PASSAGE.
— begin —
KWENU: Our Culture, Our Future

THE IMPARTIAL OBSERVER

Time to unbundle Nigeria’s governance morass

HANK ESO

hankeso@aol.com

  

                                                                                                                                          Sunday, 22 January 2012

 

 

Within government proper, civil servants have mastered how to circumvent full discussion of any policy that warrants the Federal Executive Council’s approval, by unilaterally seeking anticipatory approval from the President.  Such acts bypass the FEC granting of the authority to incur expenses; obfuscate illegalities and obviate any checks and balances.

 

This week, several Nigerian national dailies carried headline pieces wherein Finance Minister Ngozi Okonjo-Iweala told Farouk Lawan’s House of Representatives ad-Hoc Committee on Subsidy Management that the Nigerian National Petroleum Corporation (NNPC) was never authorized and never had the mandate of the Ministry of Finance to deduct subsidy cash before remitting funds to the Federation Account.  This revelation speaks to the urgent need for more transparency in governance and, particularly, of the need to unbundle the insidious bureaucracy that hobbles inter-governmental relations. If we really intend to graduate Nigeria from low-income to a middle-ncome nation, such unbundling has become imperative. So far, two pieces of enabling legislation that ought to have made a difference have not: the Petroleum Industry Bill (PIB) is still languishing in the National Assembly, and the Freedom of Information Act was finally passed on 24 May, 2011 after six years of waiting.
— end —
EXERCISES TO COMPLETE.
**1)** Reproduce the column on Nigeria's governance word for word, from start to finish.
**2)** In the records, take the lines starting at the line containing "Greenhouse-scouting task: tag the pasture" and ending at the line containing "point(514, 258)", and swap "pasture" for "meadow" while leaving everything else untouched. Output only those lines.

Excerpts of pointing data.
— begin —
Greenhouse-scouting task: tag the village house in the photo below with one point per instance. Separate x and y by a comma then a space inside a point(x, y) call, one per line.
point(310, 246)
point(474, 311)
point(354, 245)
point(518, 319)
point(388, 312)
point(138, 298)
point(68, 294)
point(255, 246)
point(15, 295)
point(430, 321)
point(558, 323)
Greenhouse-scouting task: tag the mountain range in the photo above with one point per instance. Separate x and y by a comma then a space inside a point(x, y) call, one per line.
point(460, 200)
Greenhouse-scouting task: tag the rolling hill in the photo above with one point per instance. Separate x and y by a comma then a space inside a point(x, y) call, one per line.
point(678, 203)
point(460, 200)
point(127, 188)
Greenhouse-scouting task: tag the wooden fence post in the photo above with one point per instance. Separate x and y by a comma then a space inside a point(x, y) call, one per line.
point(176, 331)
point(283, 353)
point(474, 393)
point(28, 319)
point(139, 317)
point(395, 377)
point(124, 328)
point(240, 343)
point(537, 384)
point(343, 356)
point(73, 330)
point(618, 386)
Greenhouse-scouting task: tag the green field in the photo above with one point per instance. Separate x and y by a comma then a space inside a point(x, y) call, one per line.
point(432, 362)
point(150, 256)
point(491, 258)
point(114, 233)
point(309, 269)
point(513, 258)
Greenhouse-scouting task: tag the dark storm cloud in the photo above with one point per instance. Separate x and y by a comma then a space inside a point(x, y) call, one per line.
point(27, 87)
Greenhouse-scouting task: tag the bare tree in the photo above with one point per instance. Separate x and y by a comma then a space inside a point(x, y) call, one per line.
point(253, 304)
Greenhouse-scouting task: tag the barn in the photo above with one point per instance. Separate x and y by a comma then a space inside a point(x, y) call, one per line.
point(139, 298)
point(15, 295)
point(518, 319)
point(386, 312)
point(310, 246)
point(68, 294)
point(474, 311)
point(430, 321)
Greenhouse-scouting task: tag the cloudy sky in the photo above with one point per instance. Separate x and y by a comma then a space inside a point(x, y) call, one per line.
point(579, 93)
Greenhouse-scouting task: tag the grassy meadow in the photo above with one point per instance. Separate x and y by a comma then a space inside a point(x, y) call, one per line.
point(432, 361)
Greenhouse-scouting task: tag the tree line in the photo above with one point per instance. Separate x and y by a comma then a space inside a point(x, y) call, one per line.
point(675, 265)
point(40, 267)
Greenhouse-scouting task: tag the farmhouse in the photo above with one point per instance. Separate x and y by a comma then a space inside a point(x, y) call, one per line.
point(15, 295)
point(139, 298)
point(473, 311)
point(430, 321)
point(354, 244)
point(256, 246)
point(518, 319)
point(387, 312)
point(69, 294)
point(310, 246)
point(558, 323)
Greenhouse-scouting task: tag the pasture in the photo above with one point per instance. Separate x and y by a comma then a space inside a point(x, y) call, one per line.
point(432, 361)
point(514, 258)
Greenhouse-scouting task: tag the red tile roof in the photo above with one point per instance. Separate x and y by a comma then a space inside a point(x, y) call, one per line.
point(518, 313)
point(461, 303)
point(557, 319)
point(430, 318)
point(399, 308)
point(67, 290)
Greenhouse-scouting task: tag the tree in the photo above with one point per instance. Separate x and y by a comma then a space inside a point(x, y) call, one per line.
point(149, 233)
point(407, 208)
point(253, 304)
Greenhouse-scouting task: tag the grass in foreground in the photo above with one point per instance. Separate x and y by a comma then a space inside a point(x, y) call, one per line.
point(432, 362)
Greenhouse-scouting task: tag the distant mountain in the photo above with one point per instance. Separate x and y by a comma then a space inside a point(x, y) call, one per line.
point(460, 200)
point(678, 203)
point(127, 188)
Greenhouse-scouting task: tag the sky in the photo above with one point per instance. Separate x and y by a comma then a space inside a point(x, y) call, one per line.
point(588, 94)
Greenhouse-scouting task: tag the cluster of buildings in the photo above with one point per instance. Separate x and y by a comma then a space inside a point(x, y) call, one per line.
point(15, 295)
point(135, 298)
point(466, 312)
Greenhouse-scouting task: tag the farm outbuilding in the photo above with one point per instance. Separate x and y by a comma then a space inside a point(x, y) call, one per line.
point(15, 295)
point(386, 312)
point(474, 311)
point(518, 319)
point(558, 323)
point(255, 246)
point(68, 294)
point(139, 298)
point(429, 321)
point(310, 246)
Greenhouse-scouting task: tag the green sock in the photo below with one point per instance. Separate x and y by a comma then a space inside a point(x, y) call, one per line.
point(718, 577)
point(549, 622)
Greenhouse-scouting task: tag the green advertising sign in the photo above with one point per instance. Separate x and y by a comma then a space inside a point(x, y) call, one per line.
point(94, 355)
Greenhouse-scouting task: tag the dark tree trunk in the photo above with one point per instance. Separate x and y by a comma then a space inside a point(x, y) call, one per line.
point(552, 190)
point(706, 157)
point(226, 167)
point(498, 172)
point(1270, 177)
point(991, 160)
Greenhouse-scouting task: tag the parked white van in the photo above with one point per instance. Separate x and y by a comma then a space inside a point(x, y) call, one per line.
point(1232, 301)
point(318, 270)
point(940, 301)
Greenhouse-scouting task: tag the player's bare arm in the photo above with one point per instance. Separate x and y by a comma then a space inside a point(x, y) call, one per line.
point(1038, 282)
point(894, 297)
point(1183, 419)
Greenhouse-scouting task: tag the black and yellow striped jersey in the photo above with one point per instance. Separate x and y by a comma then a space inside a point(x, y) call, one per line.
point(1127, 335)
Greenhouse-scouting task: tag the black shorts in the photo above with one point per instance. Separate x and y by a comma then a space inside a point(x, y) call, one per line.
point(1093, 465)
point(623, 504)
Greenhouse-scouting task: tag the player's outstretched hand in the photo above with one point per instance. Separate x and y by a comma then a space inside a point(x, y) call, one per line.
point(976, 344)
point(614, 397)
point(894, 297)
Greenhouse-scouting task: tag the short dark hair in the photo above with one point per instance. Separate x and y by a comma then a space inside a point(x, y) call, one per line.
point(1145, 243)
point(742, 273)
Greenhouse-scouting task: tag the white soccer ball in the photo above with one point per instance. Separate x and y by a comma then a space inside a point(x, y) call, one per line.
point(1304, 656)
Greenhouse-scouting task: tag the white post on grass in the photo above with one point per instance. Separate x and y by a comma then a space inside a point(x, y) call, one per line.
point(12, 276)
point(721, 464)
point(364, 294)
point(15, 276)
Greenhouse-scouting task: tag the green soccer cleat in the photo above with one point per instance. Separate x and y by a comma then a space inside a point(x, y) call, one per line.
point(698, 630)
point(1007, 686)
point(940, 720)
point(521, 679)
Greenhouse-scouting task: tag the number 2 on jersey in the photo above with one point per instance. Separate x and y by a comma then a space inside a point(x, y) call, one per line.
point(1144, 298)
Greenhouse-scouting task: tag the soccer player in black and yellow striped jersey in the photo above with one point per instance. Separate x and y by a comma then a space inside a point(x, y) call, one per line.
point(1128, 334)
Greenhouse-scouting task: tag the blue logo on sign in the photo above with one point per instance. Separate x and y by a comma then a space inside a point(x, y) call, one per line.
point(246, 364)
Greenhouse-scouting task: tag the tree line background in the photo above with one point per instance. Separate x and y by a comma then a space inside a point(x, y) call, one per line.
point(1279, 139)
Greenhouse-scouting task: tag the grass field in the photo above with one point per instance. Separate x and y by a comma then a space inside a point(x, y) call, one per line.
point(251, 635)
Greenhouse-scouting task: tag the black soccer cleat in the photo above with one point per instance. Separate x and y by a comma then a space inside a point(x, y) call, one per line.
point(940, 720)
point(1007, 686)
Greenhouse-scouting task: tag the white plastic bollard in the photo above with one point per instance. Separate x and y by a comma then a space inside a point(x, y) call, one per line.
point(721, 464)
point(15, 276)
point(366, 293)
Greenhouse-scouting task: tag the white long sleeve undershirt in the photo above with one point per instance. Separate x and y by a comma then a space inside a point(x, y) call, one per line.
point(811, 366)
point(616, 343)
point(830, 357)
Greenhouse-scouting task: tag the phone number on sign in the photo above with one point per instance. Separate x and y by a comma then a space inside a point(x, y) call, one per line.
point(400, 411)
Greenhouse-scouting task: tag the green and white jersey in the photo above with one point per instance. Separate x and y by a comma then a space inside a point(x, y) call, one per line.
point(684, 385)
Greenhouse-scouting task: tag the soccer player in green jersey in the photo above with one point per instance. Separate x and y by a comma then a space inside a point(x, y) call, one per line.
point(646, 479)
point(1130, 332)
— end —
ANSWERS TO THE EXERCISE.
**1)**
KWENU: Our Culture, Our Future

THE IMPARTIAL OBSERVER

Time to unbundle Nigeria’s governance morass

HANK ESO

hankeso@aol.com

  

                                                                                                                                          Sunday, 22 January 2012

 

 

Within government proper, civil servants have mastered how to circumvent full discussion of any policy that warrants the Federal Executive Council’s approval, by unilaterally seeking anticipatory approval from the President.  Such acts bypass the FEC granting of the authority to incur expenses; obfuscate illegalities and obviate any checks and balances.

 

This week, several Nigerian national dailies carried headline pieces wherein Finance Minister Ngozi Okonjo-Iweala told Farouk Lawan’s House of Representatives ad-Hoc Committee on Subsidy Management that the Nigerian National Petroleum Corporation (NNPC) was never authorized and never had the mandate of the Ministry of Finance to deduct subsidy cash before remitting funds to the Federation Account.  This revelation speaks to the urgent need for more transparency in governance and, particularly, of the need to unbundle the insidious bureaucracy that hobbles inter-governmental relations. If we really intend to graduate Nigeria from low-income to a middle-ncome nation, such unbundling has become imperative. So far, two pieces of enabling legislation that ought to have made a difference have not: the Petroleum Industry Bill (PIB) is still languishing in the National Assembly, and the Freedom of Information Act was finally passed on 24 May, 2011 after six years of waiting.

**2)**
Greenhouse-scouting task: tag the meadow in the photo above with one point per instance. Separate x and y by a comma then a space inside a point(x, y) call, one per line.
point(432, 361)
point(514, 258)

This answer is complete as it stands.